» Задание 1
Перепишите фрагмент текста о Розанове от слов "С другой стороны, розановские" до слов "огромный общественный интерес." включительно, заменив "Петербург" на "столицу".
» Задание 2
Изложите короче абзац текста о Розанове, начинающийся словами «Это не значит», сохранив его основные факты.

» Исходный текст
━━━━━━

Читаем Розанов полностью

То же самое подтверждал и Николай Бердяев: «Розанов был врагом не Церкви, а самого Христа, который заворожил мир красотой смерти. В церкви ему многое нравилось. В церкви было много плоти, много плотской теплоты. Он говорил, что восковую свечечку предпочитает Богу. Свечечка конкретно-чувственна, Бог же отвлечен. Он себя чувствовал хорошо, когда у него за ужином сидело несколько священников, когда на столе была огромная традиционная рыба. Без духовных лиц, которые почти ничего не понимали в его проблематике, ему было скучно».

С другой стороны, розановские «находки» в Публичной библиотеке, так возмутившие Константина Петровича, изменили его положение в обществе. Консерватор, славянофил, ортодокс, каким он прибыл из провинции в Петербург, В. В. в общем-то никому особенно любопытен не был. Просто еще один. Да, задиристый, более яркий, более талантливый и радикальный, чем прочие, составивший себе определенную известность, и что? А вот Розанов язычник, Розанов антихристианин, египтянин, Розанов с темой пола, Розанов, по выражению Гиппиус в ее рецензии на книгу «В мире неясного и нерешенного», «великий плотовидец» – иное дело. Его высказывания, его выпады казались новыми, острыми, неожиданными, а главное – в высшей степени современными и вызывали огромный общественный интерес.

Это не значит, что В. В. «переобулся», как бы мы сказали сегодня, по расчету. По расчету он вообще не делал ничего, и никакой сознательной стратегии, как мне представляется, у него не было. Опять же не Брюсов и не Мережковский. Суть Розанова – не столько в идеологии, сколько в сверхчуткой и подвижной реакции организма на воздействие внешней среды, и причина его эволюции заключалась в составе его личности, ее впечатлениях, в глубокой персональной обиде, а также в предлагаемых обстоятельствах, от которых он всегда сильно зависел, и не случайно писал Перцову: «Странно, я даже Михайловского крикуна стал любить; это оттого, что у меня нет тесноты в деньгах эту зиму (слава Богу!): но когда дома нет денег, а они необходимы – я ужасен, т. е. угрюм, темен и никого не люблю. Мой консерватизм тем объясняется, что в те дни было очень мне трудно жить, и я прямо всех винил и всех ненавидел».

В какой-то момент ему стало чуть легче, консерватизм улетучился, яко дым (но недалеко, чтобы всегда успеть вернуться), а вот последствия его переоценки прежних взглядов, его «полевения» и движения в сторону молодого древнего солнца оказались такими, каких, наверное, никто не мог ожидать, и в первую очередь он сам.

Розанов – взлетел!

━━━━━━

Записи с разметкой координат
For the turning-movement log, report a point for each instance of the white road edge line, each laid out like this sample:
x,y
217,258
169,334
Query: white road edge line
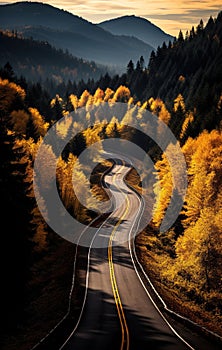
x,y
73,277
87,283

━━━━━━

» Ожидаемый ответ 1
С другой стороны, розановские «находки» в Публичной библиотеке, так возмутившие Константина Петровича, изменили его положение в обществе. Консерватор, славянофил, ортодокс, каким он прибыл из провинции в столицу, В. В. в общем-то никому особенно любопытен не был. Просто еще один. Да, задиристый, более яркий, более талантливый и радикальный, чем прочие, составивший себе определенную известность, и что? А вот Розанов язычник, Розанов антихристианин, египтянин, Розанов с темой пола, Розанов, по выражению Гиппиус в ее рецензии на книгу «В мире неясного и нерешенного», «великий плотовидец» – иное дело. Его высказывания, его выпады казались новыми, острыми, неожиданными, а главное – в высшей степени современными и вызывали огромный общественный интерес.

» Ожидаемый ответ 2
В. В. изменил взгляды не по расчету: сознательной стратегии у него не было. Суть Розанова — в сверхчуткой и подвижной реакции на внешнюю среду. Причины его эволюции — склад личности, впечатления, глубокая личная обида и обстоятельства, от которых он всегда сильно зависел. В письме Перцову он признавал, что стал любить даже Михайловского, поскольку в ту зиму не нуждался в деньгах. Свой консерватизм он объяснял тем, что тогда ему было очень трудно жить, и он всех винил и ненавидел.